*Выбранный отрывок*.
Рассказы про отца и его рассказы

Эрнест Катаев
Батя у меня родился 5 июня 1945 года, в Москве, в Медведково. Помню, я был в классе седьмом, в мае, уже было тепло, он повёз меня специально в Москву и показал тот самый дом, где мир услышал его первый крик. Рассказывал, что в тот день родился ещё двадцать один младенец, да только очень быстро они все умерли не известно от чего. При проведённом расследовании выяснилось, что главврач роддома «работала на английскую разведку и особым изощрённым способом (облучая головки младенцев токами высокой частоты, от чего разрушались ткани мозга), умерщвляла их». Батя в доказательство этой версии показывал внутренние ткани век, которые имели у него какие-то странные бороздки – вот, облучали, мол, теперь следы от ожогов. Но на самом деле, думаю, причина детских смертей была гораздо проще и страшнее – какая на хер разведка, людям банально жрать нечего было, патронажной службы ещё не существовало, рожениц принимали не специалисты, а абы кто – выживет, не выживет. Даже в Москве не хватало лекарств. Всё по карточкам, а пик послевоенного кризиса пришёлся на 1947 год. Страна с великим трудом восстанавливала сельское хозяйство и промышленность, просто неимоверными усилиями залатывая и заживляя раны, нанесённые войной.

*Исходные данные*.
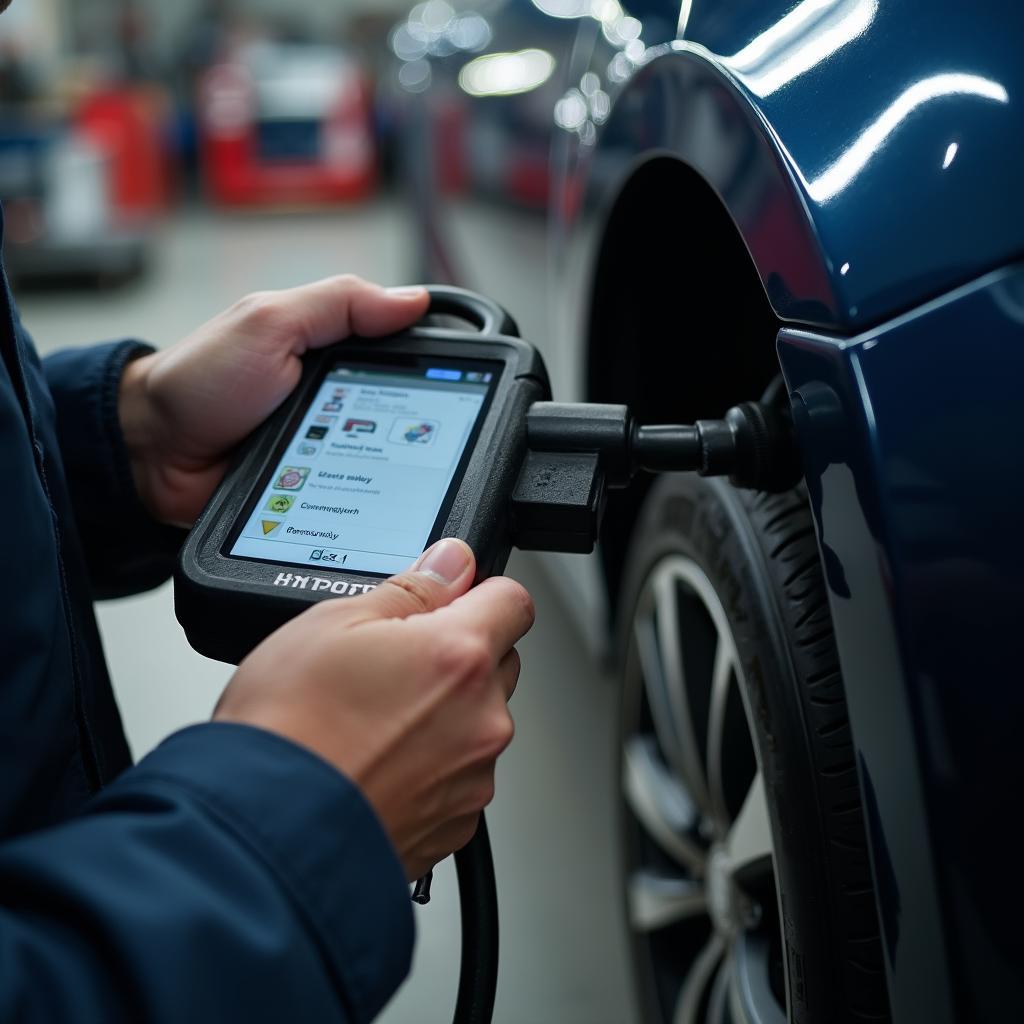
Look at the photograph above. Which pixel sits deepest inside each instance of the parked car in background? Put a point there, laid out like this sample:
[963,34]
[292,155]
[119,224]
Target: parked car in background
[692,205]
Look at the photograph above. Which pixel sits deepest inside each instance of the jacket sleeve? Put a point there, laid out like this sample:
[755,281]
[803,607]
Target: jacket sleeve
[229,876]
[126,550]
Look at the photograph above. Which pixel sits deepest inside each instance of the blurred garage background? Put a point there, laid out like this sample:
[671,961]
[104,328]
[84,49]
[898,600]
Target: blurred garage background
[157,162]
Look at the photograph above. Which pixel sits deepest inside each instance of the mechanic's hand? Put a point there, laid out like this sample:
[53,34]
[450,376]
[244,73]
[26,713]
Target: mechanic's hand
[183,410]
[403,690]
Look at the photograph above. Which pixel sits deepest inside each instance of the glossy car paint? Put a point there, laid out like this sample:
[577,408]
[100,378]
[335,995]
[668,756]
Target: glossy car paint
[909,438]
[869,156]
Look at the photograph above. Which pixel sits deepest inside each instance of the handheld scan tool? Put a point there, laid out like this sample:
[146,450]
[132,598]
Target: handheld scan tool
[386,445]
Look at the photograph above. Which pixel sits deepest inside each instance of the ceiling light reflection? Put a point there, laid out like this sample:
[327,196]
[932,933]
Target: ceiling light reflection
[506,74]
[849,164]
[811,32]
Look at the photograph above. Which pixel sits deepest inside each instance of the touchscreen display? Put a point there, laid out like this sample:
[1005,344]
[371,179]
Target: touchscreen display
[359,485]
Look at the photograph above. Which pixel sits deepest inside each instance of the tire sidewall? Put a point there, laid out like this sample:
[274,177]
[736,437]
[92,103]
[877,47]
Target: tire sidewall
[709,522]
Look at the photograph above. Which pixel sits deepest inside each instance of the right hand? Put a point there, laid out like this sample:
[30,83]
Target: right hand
[404,690]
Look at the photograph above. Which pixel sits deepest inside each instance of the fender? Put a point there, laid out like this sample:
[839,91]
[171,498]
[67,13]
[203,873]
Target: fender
[860,148]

*Условие задания*. Продолжите воспоминания об отце, начав сразу после их последнего предложения.

*Результат задания*.
Где-то с пятилетнего возраста отец жил с родителями на Западной Украине – там вовсю шла война с бандеровцами, дед, Михал Семёныч, командовал одним из полков внутренней службы. Вообще эта страница послевоенной истории ныне почти забыта, а зря – на ней воевали свои солдаты и без их воинской выучки и упорства, героизма, не было бы потом Советского Союза. Да, часть сопротивляющихся пришлось уничтожить, но общая победа, что на Украине, что в Прибалтике была достигнута особой государственной политикой, способствующей налаживанию жизни, а не запугиванию и демонстрацией силы. Именно поэтому эта часть СССР всегда жила относительно лучше, нежели Восток.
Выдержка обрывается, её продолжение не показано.